> _TO BE DONE_: Copy everything in the listing from the line containing "Target: bush" down to the line containing "[(171, 323)]", both ends included and the requests kept as they are. Multiply each coordinate in the answers by 1.45 and round to a whole number (halves round up).

Dataset rows
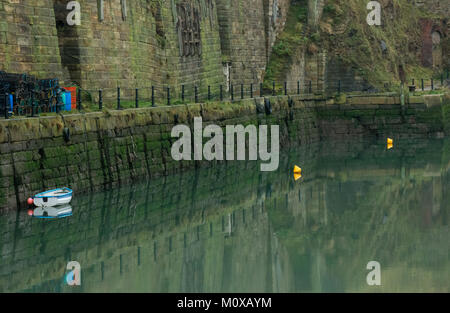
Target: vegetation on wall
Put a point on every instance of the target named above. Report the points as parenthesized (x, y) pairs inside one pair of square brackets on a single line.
[(378, 53)]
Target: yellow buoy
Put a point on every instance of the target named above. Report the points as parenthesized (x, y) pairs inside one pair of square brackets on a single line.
[(297, 172), (390, 143)]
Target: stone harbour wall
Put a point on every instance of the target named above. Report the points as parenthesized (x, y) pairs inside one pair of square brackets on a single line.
[(89, 152)]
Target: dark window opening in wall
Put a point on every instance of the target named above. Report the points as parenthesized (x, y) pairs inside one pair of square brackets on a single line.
[(155, 8), (124, 9), (101, 10), (68, 42), (437, 49), (188, 28)]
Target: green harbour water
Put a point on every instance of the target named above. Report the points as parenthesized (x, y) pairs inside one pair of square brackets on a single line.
[(231, 228)]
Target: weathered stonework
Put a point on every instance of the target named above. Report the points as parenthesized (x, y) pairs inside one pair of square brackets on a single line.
[(28, 38), (117, 147)]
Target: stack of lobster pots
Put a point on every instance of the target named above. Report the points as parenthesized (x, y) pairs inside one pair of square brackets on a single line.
[(22, 94)]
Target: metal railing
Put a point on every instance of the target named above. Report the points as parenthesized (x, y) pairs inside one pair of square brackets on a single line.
[(164, 95)]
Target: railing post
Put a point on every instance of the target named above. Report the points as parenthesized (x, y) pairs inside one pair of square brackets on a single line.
[(168, 95), (100, 100), (153, 96), (182, 93), (6, 105), (137, 98), (118, 98)]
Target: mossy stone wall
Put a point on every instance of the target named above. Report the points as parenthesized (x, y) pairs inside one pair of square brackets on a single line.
[(118, 147)]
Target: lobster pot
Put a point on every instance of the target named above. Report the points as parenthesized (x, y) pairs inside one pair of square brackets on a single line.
[(67, 100)]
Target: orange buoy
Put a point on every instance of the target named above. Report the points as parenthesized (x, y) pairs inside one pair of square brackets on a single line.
[(297, 172)]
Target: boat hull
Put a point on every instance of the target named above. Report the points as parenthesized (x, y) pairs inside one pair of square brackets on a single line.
[(51, 201), (53, 198)]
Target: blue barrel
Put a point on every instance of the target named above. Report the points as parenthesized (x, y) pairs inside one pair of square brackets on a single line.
[(67, 99)]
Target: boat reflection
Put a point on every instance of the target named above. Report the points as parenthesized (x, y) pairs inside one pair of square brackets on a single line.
[(53, 212)]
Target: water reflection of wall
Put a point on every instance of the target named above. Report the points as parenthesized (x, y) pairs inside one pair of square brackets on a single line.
[(248, 231)]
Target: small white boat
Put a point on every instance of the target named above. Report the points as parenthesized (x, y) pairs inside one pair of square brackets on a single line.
[(53, 198), (53, 212)]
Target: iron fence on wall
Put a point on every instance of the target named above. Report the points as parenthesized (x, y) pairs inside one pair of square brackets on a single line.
[(33, 97)]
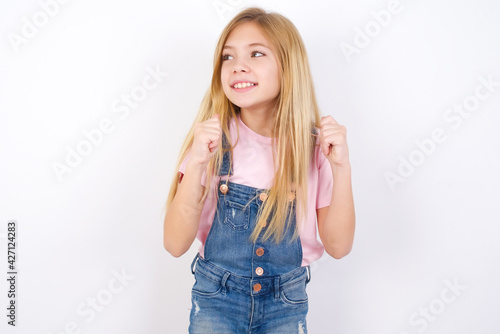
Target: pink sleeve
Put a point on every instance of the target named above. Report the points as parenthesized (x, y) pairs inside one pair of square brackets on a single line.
[(182, 169), (325, 181)]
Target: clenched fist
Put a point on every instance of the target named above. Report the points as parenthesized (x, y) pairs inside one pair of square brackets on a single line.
[(207, 136), (332, 139)]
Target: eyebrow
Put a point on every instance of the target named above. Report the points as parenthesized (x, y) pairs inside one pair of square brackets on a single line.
[(250, 45)]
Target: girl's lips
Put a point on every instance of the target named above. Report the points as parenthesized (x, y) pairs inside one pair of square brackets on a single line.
[(243, 90)]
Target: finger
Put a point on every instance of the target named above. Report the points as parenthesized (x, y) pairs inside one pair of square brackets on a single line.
[(328, 120)]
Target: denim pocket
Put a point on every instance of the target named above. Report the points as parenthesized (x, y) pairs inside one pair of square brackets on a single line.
[(237, 216), (205, 286), (294, 293)]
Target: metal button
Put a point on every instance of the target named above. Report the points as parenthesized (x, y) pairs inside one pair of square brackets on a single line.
[(259, 251), (223, 188)]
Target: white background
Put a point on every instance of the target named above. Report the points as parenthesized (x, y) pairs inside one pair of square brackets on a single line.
[(439, 224)]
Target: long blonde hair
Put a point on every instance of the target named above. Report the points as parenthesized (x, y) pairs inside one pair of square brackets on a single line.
[(296, 116)]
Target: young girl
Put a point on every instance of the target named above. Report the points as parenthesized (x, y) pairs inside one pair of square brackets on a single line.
[(255, 174)]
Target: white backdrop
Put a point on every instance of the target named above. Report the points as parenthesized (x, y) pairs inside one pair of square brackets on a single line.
[(97, 96)]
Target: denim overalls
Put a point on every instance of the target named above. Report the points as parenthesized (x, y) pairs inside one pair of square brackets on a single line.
[(241, 287)]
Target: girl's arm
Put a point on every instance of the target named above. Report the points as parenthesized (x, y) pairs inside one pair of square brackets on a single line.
[(336, 222), (183, 215)]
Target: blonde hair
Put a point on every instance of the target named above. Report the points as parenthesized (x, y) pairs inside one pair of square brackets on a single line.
[(295, 118)]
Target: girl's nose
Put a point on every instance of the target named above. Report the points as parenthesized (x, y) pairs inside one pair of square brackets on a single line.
[(239, 67)]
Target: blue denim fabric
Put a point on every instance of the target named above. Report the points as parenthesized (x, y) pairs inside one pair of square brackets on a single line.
[(225, 297)]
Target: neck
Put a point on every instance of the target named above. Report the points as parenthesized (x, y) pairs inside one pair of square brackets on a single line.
[(259, 121)]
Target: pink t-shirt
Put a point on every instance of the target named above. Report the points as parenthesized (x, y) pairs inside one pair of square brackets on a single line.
[(253, 149)]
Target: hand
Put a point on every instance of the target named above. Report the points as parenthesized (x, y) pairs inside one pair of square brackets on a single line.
[(207, 136), (333, 142)]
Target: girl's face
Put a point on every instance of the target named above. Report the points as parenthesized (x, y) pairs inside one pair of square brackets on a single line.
[(249, 74)]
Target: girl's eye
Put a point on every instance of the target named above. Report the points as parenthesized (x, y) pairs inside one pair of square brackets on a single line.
[(257, 54)]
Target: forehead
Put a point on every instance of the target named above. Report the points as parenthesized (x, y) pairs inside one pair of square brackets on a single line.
[(246, 34)]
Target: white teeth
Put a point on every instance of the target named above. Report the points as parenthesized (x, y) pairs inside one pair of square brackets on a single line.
[(243, 85)]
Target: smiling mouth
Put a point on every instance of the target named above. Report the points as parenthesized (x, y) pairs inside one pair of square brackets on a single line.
[(243, 85)]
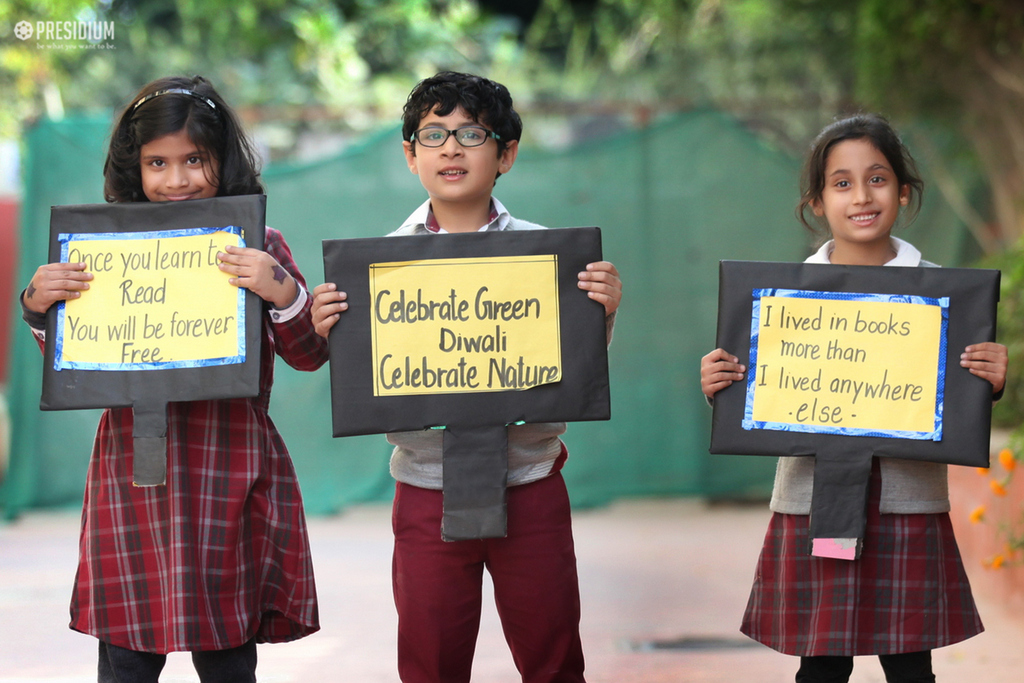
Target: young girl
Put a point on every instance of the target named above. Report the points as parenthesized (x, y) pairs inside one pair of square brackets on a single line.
[(908, 593), (217, 559)]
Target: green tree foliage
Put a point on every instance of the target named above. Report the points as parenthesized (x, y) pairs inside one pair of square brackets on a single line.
[(280, 55), (787, 67)]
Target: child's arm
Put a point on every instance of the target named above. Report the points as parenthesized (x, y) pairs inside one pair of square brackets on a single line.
[(328, 306), (53, 283), (987, 360), (259, 272), (718, 370)]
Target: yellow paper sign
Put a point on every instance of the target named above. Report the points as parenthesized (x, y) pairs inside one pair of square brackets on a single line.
[(465, 325), (865, 364), (157, 300)]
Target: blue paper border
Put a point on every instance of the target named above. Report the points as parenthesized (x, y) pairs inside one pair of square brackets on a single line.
[(59, 364), (934, 435)]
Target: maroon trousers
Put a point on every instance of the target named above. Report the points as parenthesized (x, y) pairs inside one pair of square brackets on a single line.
[(437, 587)]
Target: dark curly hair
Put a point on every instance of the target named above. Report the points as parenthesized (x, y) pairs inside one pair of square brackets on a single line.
[(214, 129), (877, 130), (484, 100)]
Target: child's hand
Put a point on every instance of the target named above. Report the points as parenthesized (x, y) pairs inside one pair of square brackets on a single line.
[(328, 306), (602, 285), (718, 370), (55, 282), (260, 273), (987, 360)]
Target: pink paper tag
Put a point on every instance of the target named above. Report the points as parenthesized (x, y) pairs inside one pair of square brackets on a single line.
[(840, 549)]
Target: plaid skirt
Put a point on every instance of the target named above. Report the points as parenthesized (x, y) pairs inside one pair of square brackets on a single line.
[(907, 592)]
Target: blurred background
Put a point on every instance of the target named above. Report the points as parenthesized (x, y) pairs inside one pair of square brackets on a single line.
[(677, 126)]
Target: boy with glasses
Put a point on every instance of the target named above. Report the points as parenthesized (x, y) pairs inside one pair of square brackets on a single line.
[(460, 134)]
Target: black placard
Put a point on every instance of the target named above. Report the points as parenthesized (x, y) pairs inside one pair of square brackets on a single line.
[(148, 390)]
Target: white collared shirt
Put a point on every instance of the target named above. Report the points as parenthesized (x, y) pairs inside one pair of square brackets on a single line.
[(906, 254), (418, 220)]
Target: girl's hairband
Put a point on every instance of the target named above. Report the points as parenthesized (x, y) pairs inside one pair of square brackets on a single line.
[(177, 91)]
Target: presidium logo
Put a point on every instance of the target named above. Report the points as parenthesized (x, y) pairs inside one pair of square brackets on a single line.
[(90, 33), (23, 30)]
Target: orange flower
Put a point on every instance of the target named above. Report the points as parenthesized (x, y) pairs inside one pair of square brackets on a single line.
[(1008, 460), (978, 514)]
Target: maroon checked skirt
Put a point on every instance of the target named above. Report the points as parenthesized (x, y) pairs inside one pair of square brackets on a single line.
[(907, 592)]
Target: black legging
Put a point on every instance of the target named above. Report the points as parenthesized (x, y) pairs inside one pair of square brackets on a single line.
[(118, 665), (904, 668)]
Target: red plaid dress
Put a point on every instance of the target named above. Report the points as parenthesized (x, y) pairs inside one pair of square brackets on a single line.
[(906, 593), (220, 554)]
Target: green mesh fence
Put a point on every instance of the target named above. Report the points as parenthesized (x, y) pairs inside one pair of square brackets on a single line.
[(671, 200)]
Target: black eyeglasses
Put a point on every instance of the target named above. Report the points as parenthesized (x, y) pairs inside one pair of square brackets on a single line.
[(468, 136)]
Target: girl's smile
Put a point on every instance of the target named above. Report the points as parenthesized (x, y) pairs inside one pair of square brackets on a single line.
[(174, 169), (860, 201)]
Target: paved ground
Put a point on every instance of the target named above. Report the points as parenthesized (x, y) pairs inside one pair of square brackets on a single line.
[(652, 572)]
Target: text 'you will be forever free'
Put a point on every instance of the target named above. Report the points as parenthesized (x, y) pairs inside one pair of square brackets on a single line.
[(157, 300)]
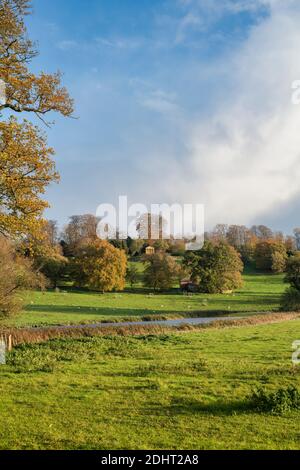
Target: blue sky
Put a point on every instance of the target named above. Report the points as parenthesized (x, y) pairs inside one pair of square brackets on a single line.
[(176, 101)]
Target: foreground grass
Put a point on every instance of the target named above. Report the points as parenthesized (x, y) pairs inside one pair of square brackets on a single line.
[(261, 293), (173, 391)]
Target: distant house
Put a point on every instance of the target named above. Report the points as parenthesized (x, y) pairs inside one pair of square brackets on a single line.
[(186, 285), (150, 251)]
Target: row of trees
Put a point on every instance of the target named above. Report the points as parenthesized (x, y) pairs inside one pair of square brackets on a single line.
[(26, 160)]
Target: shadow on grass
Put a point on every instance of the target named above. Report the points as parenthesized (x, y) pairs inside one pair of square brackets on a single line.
[(126, 312)]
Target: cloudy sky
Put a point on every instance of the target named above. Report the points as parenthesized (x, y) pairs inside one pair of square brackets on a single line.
[(176, 101)]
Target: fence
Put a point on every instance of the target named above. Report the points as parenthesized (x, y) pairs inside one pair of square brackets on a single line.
[(5, 346)]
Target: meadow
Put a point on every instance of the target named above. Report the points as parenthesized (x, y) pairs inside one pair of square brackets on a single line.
[(260, 293), (171, 391)]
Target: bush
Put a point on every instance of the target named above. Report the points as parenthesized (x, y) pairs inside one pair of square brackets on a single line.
[(282, 401), (216, 268), (293, 272), (161, 271), (100, 267), (290, 301), (16, 274), (270, 255)]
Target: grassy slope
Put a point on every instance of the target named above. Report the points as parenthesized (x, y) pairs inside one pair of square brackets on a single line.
[(261, 292), (176, 391)]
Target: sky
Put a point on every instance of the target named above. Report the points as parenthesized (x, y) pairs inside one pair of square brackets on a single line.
[(176, 101)]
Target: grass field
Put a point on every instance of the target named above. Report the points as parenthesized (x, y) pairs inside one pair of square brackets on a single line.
[(175, 391), (261, 292)]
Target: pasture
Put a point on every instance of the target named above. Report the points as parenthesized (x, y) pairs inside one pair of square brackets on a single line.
[(260, 293), (171, 391)]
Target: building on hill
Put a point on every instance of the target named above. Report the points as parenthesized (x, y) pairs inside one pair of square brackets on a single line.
[(150, 250)]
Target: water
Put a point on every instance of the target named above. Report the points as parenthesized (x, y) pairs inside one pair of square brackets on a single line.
[(171, 323)]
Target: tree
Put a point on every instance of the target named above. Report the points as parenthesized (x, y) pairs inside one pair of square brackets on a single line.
[(16, 274), (293, 272), (262, 232), (53, 267), (26, 169), (25, 91), (297, 237), (291, 298), (161, 271), (26, 165), (100, 266), (216, 268), (279, 259), (270, 255), (132, 275), (81, 230)]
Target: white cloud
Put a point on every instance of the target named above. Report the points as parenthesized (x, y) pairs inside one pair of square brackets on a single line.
[(160, 102), (119, 42), (67, 44), (244, 161)]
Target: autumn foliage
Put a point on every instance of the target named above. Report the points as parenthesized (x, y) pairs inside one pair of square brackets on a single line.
[(100, 267), (26, 165)]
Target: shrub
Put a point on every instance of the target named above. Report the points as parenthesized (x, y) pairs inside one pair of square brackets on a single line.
[(216, 268), (100, 266), (282, 401), (16, 274), (161, 271), (293, 272), (290, 301), (270, 255)]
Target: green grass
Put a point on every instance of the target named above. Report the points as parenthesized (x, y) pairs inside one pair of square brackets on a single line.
[(261, 292), (176, 391)]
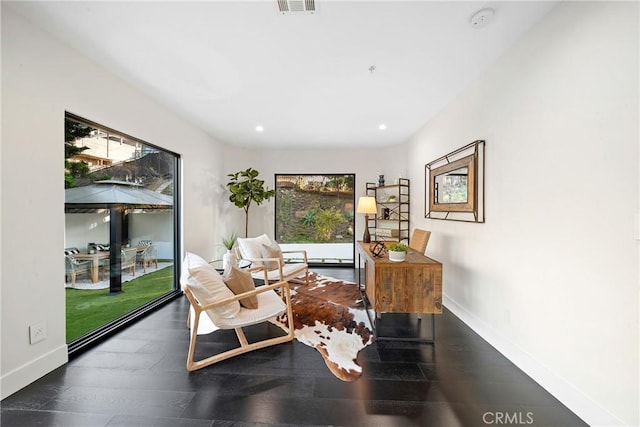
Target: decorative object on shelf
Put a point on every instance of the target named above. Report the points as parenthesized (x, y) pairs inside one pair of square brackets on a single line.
[(377, 249), (397, 251), (245, 188), (229, 258), (367, 205), (454, 185)]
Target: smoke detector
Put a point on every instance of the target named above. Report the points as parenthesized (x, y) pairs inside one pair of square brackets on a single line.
[(482, 18), (290, 6)]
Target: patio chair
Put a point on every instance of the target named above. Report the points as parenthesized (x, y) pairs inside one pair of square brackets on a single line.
[(263, 251), (74, 267), (208, 293), (147, 257), (128, 259)]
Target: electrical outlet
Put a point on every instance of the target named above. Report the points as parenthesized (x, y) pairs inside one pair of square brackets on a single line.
[(37, 332)]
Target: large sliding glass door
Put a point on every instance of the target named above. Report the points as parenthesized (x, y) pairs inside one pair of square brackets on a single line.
[(316, 213), (121, 228)]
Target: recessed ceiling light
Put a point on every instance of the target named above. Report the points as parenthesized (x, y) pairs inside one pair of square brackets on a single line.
[(481, 18)]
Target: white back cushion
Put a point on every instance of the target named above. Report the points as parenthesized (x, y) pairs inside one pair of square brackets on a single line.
[(208, 286), (251, 247)]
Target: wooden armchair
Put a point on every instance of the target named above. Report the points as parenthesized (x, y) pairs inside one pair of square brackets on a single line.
[(207, 293), (74, 267), (147, 257), (128, 260)]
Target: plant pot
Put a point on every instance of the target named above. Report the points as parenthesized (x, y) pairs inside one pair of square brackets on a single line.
[(397, 256), (228, 259)]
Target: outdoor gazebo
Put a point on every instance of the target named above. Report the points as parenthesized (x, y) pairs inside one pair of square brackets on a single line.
[(118, 197)]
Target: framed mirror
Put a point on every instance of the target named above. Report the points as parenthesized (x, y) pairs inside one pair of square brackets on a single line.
[(454, 185)]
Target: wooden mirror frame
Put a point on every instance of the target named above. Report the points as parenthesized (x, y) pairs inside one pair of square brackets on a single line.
[(472, 157)]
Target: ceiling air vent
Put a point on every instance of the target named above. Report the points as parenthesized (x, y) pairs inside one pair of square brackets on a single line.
[(290, 6)]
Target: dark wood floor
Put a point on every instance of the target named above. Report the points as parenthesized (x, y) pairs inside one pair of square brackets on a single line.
[(138, 378)]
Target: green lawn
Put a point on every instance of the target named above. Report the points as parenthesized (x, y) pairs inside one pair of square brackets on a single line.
[(88, 310)]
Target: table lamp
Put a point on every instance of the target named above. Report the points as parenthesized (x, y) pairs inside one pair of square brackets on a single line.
[(367, 205)]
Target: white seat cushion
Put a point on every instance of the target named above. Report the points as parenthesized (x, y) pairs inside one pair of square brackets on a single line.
[(269, 305), (288, 270)]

> _RESPONSE TO THE EXERCISE_:
Target: bush
Put a point on every instance of the target named above. Report the points as parenthesized (x, y) pairs inside one pair of square brackets on a single line.
[(409, 581), (313, 389), (425, 394), (233, 393), (145, 387), (421, 436), (23, 397), (392, 370)]
Target: grassy slope
Put a point on every instance of the target named above. Report the points as parenthesized (x, y) pairs inside one pair of square brackets on a single line.
[(378, 423), (255, 567)]
Target: sky
Put a point on every instance of the target named above. Report the points as parenthesized (x, y) pairs inside one pair of square brackets on a single line.
[(255, 146)]
Target: grass field
Put a point on every instance of the target named above. Report the points as parenthesized (x, y) pairs inside one pair of square brackets on a single line.
[(254, 567), (378, 423)]
Target: pasture
Put a point on every instance of the target named above. Report the points as parenthesized (x, y) pairs inside one pair of square brackets on a single line.
[(377, 425), (248, 567)]
Target: building on hill
Put a point on every instance of the target named above. Report the points as parenthesized (x, y) pairs inside one pair of square brackets on a single line.
[(218, 363)]
Target: water
Put a point on every instance of the target named above. Report the points as parenthesized (x, y) pairs inside one pair of square brackets on a single line.
[(248, 468)]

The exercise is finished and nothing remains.